**Exercise instructions**.
Please write out the Okkervil River article starting with "Nostalgia is a" and going on through "the unpredictable present-day.", swapping "childhood" for "youth".

**Text block**.
"""

Okkervil River

Nostalgia is a warm, fuzzy place. It’s hanging out with your childhood friends on your stoop, swimming in the lake in the summer, falling in love for the first time as a teenager.

It’s also a craven, fleeting feeling — a way to escape the messiness and imperfections of the present in favor of a stilted reality that exists only in one’s imagination.

Those contrasting dichotomies are what Will Sheff — the creative force behind Okkervil River — has been grappling with over the course of his past two albums. In 2013, he released The Silver Gymnasium, a wistful, cherubic journey through his childhood in New Hampshire. Okkervil River's latest album, this year’s boundless, bold, and iconoclastic Away, is a look at the failures, disappointments and moments of great beauty that permeate the unpredictable present-day.

The Silver Gymnasium — which I’m tremendously proud of — is like this happy record, but it comes in a certain level from a bad place,” said the 38-year-old Sheff, who will perform with Okkervil River at The Independent on October 5. “This is something I’ve dealt a lot with in the past — something makes me sad, and I try to exorcise that, and the bigger the demon, the more elaborate the exorcism. Nostalgia became a really big demon to me — it’s a flight from the presence around us mdash; and making The Silver Gymnasium  was my effort to exorcise that, which I think did. I felt like, at the end of all that, I was ready to deal with the present.”

Away is Sheff’s most prescient album — a recording bravely confronting the incongruities and lack of resolution that is life. The album was made with an entirely different band from the group that constituted The Silver Gymnasium recordings, as Sheff opted to completely rebuild his creative vehicle. When the new album was announced back in May, Sheff accompanied it with a mini-manifesto, explaining that it was made during a time of great transition and confusion for him. Former members of his band had moved away, he lost relationships with music industry types, and he was shuffling between homes.

As a result, Away is unlike anything Okkervil River has ever made. Always a cerebral, brainy songwriter, Sheff surrendered control on the album, filling it with songs that feel stream-of-consciousness and boundless, and adhere to few of pop music’s tropes or ideologies.

Songs like “Frontman in Heaven” and “Days Spent Floating in the Half-Between,” are almost Dadaist creations, free from verse-chorus-verse restrictions. Sheff said he tried to make the album as unfiltered and exposed as possible, avoiding his usual tendencies and instincts whenever he could.

“It was almost like I was trying to drill a hole in my head, so I could just plug an XLR cable straight to my brain,” said Sheff. “I wanted to short-circuit my meticulous, careful shaping of things, in the hopes of finding something that was coming through completely unmediated.”

Songs meander through different tempos and tones on the album, which has a jazzy, ethereal feel and sense. The most obvious precursor would be Van Morrison’s masterpiece, Astral Weeks, but Sheff said he was more inspired by the Irish singer-songwriter’s less-memorable endeavors from the '80s.

"""

**Data rows**.
"""

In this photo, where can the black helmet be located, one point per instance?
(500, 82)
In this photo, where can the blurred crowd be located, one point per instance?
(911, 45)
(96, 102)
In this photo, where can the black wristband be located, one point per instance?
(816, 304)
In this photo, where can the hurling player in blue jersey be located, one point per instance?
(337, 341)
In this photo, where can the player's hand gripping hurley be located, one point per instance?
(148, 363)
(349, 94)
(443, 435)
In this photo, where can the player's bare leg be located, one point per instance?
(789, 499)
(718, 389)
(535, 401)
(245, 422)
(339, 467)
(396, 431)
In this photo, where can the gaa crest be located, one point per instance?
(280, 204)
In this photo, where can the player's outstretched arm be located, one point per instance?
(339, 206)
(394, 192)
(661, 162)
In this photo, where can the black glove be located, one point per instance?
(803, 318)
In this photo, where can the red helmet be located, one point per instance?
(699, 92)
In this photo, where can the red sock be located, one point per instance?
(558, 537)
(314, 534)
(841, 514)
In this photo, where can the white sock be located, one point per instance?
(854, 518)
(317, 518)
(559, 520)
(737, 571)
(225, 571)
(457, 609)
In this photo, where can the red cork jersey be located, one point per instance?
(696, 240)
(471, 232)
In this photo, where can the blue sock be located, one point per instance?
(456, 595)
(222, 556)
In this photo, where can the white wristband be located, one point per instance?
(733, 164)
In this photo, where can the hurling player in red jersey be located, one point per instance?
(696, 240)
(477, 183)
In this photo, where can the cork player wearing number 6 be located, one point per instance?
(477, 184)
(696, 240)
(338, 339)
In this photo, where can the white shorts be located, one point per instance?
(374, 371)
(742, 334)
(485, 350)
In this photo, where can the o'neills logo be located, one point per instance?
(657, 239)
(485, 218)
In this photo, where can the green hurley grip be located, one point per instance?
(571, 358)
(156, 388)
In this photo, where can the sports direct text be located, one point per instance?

"""

**Solution**.
Nostalgia is a warm, fuzzy place. It’s hanging out with your youth friends on your stoop, swimming in the lake in the summer, falling in love for the first time as a teenager.

It’s also a craven, fleeting feeling — a way to escape the messiness and imperfections of the present in favor of a stilted reality that exists only in one’s imagination.

Those contrasting dichotomies are what Will Sheff — the creative force behind Okkervil River — has been grappling with over the course of his past two albums. In 2013, he released The Silver Gymnasium, a wistful, cherubic journey through his youth in New Hampshire. Okkervil River's latest album, this year’s boundless, bold, and iconoclastic Away, is a look at the failures, disappointments and moments of great beauty that permeate the unpredictable present-day.